> **Challenge 1**
Reproduce the listing below verbatim, from start to finish.

> **Source passage**
++++

Despite recycling’s secure place in the global economy and the Chinese central government’s pledge of support for a recycling-friendly “circular economy,” secondary nonferrous metals producers in that nation may need every ounce of that support to make it past several current challenges.

Ren Xudong of the CNIA referred to “bottlenecks” restricting the growth of secondary metals production in China, including those involving “resource availability [and] environmental stress.”

Li Shilong, vice president of the Beijing-based CMRA, said many of China’s metals production and recycling companies “have met financing difficulties” and that “there is very slack investment in the sector” in 2014.

Shang Fushan, vice president of the CMRA, characterized nonferrous metals production in China in 2014 as “stable,” noting that while copper production was down by 1.05 percent in the first nine months of 2014, aluminum production increased by 4.77 percent during that period.

Nonferrous scrap continued to be imported into China at similar levels in 2014 as in 2013; however, falling prices have had an impact on trade values. Measured in dollars, the value of copper scrap imported into China in the first three quarters of 2014 was down by 11.4 percent, while aluminum scrap values dropped by 6.8 percent, Shang said.

As the value of copper and aluminum has dropped, production costs are rising in China, he remarked. Shang cited increases in labor, energy, financing and environmental compliance costs as challenges for secondary copper and aluminum producers in China. “In terms of global competition, our cost advantages are being undermined,” he said.

At the same time these processors are facing operational challenges—including container inspection and customs clearance bottlenecks at Chinese ports—nonferrous scrap recyclers and secondary metals producers are being told by the government that their sector is important to the future of China.

“Society has boosted the status of the secondary nonferrous industry,” the CNIA’s Ren said, noting that the secondary sector accounted for 25 percent of all nonferrous metals production in China in 2011. The Chinese central government has set a goal for that percentage to increase to 40 percent by 2020. “We believe this sector has a very promising future,” Ren said.

Shang also expressed confidence in the longer-term future for nonferrous scrap recyclers and consumers. “Natural resources are declining, [and] the world’s population is expanding. Nonferrous recycling is an inevitable trend,” he commented. “Recycled metals have rapidly become one of the important raw materials in China.”
 

Coping with risk

Several presenters at the convention pointed to risks in the current market but also presented suggested solutions.

Yang Yinghui, managing director and head of metals and chemical markets at Beijing-based COFCO Futures Co. Ltd. presented hedging as an important risk mitigation tool available to producers and recyclers of nonferrous metals in China.

Companies and trading offices “need to know the risk exposure connected to your link on the supply chain,” said Yang. She pointed to the inventory management, procurement and sales processes each as areas where price volatility can cause harmful effects.

Forward-thinking companies in China “have already started using hedging,” according to Yang.

“I think you should be sober-minded,” she cautioned nonferrous metals buyers and sellers, urging them to avoid price speculation. “You need to be aware of the risks,” she added.

Since many small and midsized enterprises “don’t have in-house professionals to manage risks,” according to Yang, she urged them to turn to a third-party futures provider such as COFCO for help.

++++

> **Challenge 2**
Answer these questions using the passage on China's secondary nonferrous metals sector:
(a) By what percentage did aluminum production in China increase in the first nine months of 2014?
(b) What share of all nonferrous metals production in China did the secondary sector account for in 2011?
(c) Who is managing director and head of metals and chemical markets at COFCO Futures Co. Ltd.?

++++

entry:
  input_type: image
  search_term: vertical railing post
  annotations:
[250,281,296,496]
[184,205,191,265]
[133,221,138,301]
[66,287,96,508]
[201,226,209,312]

++++

> **Exercise result 1**
entry:
  input_type: image
  search_term: vertical railing post
  annotations:
[250,281,296,496]
[184,205,191,265]
[133,221,138,301]
[66,287,96,508]
[201,226,209,312]

> **Exercise result 2**
(a) 4.77 percent.
(b) 25 percent.
(c) Yang Yinghui.